§ **Aufgabe 1**: Welche Behörde hat laut dem Textauszug den Bescheid vom 31.1.2019 erlassen?
§ **Aufgabe 2**: Schreiben Sie bitte den Abschnitt des Textauszugs ab, der mit „Die BF selbst“ beginnt und mit „Zusammenhang entführt worden.“ endet.

***** Textauszug

Die BF selbst verwies näher auf die Probleme ihres Ehemannes, wobei auch sie damit konfrontiert worden sei; insbesondere sei sie in diesem Zusammenhang entführt worden.

2. Mit dem im Spruch genannten Bescheid des Bundesamtes für Fremdenwesen und Asyl, Regionaldirektion Wien vom 31.1.2019 wurde der Antrag der BF auf internationalen Schutz sowohl bezüglich der Zuerkennung des Status der Asylberechtigten gemäß § 3 Abs. 1 iVm. § 2 Abs. 1 Z 13 AsylG 2005 als auch des Status der subsidiär Schutzberechtigten in Bezug auf den Herkunftsstaat Armenien gemäß § 8 Abs. 1 iVm. § 2 Abs. 1 Z 13 AsylG 2005 abgewiesen, der BF ein Aufenthaltstitel aus berücksichtigungswürdigen Gründen gemäß § 57 AsylG 2005 nicht erteilt, gegen sie gemäß § 10 Abs. 1 Z 3 AsylG 2005 iVm. § 9 BFA-VG eine Rückkehrentscheidung gemäß § 52 Abs. 2 Z 2 FPG erlassen und gemäß § 52 Abs. 9 FPG festgestellt, dass eine Abschiebung der BF nach Armenien gemäß § 46 FPG zulässig ist. Einer dagegen erhobenen Beschwerde wurde gemäß § 18 Abs. 1 Z 1 BFA-VG die aufschiebende Wirkung aberkannt und der BF gemäß § 55 Abs. 1a FPG eine Frist zur freiwilligen Ausreise nicht gewährt.

3. Gegen diesen Bescheid wurde fristgerecht Beschwerde erhoben.

II. Das Bundesverwaltungsgericht hat erwogen:

Zu Spruchteil A):

1. Hinsichtlich der Zuerkennung der aufschiebenden Wirkung einer Beschwerde normiert § 18 Abs 5 BFA-VG:

"Das Bundesverwaltungsgericht hat der Beschwerde, der die aufschiebende Wirkung vom Bundesamt aberkannt wurde, binnen einer Woche ab Vorlage der Beschwerde von Amts wegen die aufschiebende Wirkung zuzuerkennen, wenn anzunehmen ist, dass eine Zurückweisung, Zurückschiebung oder Abschiebung des Fremden in seinen Herkunftsstaat eine reale Gefahr einer Verletzung von Art. 2 EMRK, Art. 3 EMRK, Art. 8 EMRK oder der Protokolle Nr. 6 oder Nr. 13 zur Konvention bedeuten würde oder für ihn als Zivilperson eine ernsthafte Bedrohung des Lebens oder der Unversehrtheit infolge willkürlicher Gewalt im Rahmen eines internationalen oder innerstaatlichen Konfliktes mit sich bringen würde. In der Beschwerde gegen den in der Hauptsache ergangenen Bescheid sind die Gründe, auf die sich die Behauptung des Vorliegens einer realen Gefahr oder einer ernsthaften Bedrohung des Lebens oder der Unversehrtheit gemäß Satz 1 stützt, genau zu bezeichnen. § 38 VwGG gilt."

**********
***** Datenzeilen

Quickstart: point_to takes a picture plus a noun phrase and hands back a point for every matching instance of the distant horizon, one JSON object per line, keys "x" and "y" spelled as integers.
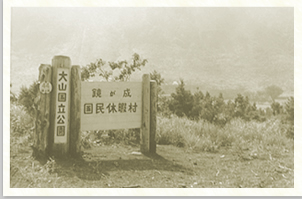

**********

§ **Richtige Antwort 1**: Das Bundesamt für Fremdenwesen und Asyl, Regionaldirektion Wien.

§ **Richtige Antwort 2**:
Die BF selbst verwies näher auf die Probleme ihres Ehemannes, wobei auch sie damit konfrontiert worden sei; insbesondere sei sie in diesem Zusammenhang entführt worden.